[Excerpts from a point labeling dataset]
□ □ □

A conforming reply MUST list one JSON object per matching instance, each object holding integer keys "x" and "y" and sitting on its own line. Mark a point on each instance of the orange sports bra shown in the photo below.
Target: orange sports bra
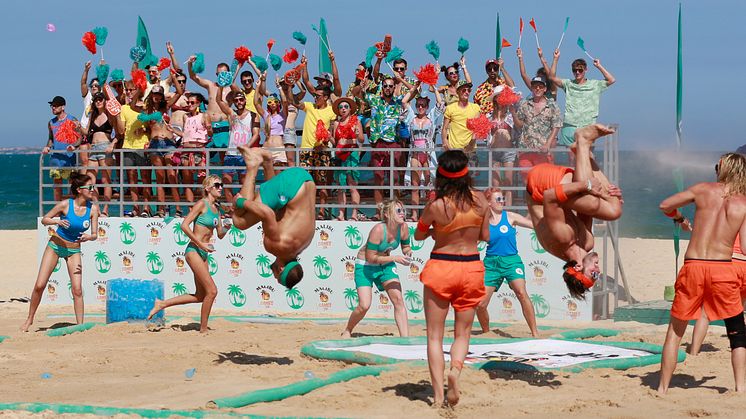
{"x": 461, "y": 220}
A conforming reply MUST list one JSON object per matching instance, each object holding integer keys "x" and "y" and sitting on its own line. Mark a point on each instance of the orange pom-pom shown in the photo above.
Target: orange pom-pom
{"x": 322, "y": 134}
{"x": 140, "y": 80}
{"x": 163, "y": 64}
{"x": 242, "y": 54}
{"x": 508, "y": 97}
{"x": 290, "y": 55}
{"x": 427, "y": 74}
{"x": 89, "y": 42}
{"x": 479, "y": 126}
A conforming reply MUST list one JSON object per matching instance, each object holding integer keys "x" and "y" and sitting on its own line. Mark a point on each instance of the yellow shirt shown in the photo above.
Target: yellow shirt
{"x": 131, "y": 124}
{"x": 313, "y": 115}
{"x": 459, "y": 136}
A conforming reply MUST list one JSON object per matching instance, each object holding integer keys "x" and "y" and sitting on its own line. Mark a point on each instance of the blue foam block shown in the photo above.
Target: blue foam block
{"x": 131, "y": 300}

□ □ □

Stated problem ▸ Copy the entries word for word, starting at the line that contains "shirt shown in the photo above." and continuing through the last line of the entries.

Solution for this problem ▸
A conforming reply MUST list one JSON object per matching instance, each object holding integer keys "x" and "y" and sitting on its own line. Mark a point on each instance of the yellow shirt shown in the photo above.
Target: yellow shirt
{"x": 131, "y": 124}
{"x": 313, "y": 115}
{"x": 459, "y": 136}
A conforming reply MUST list one JSON object per matching instance, each object holding integer keys "x" and "y" and sitting on its own line. Mark a point on each instance of the blue foam block shown in the photo above.
Target: blue foam block
{"x": 131, "y": 300}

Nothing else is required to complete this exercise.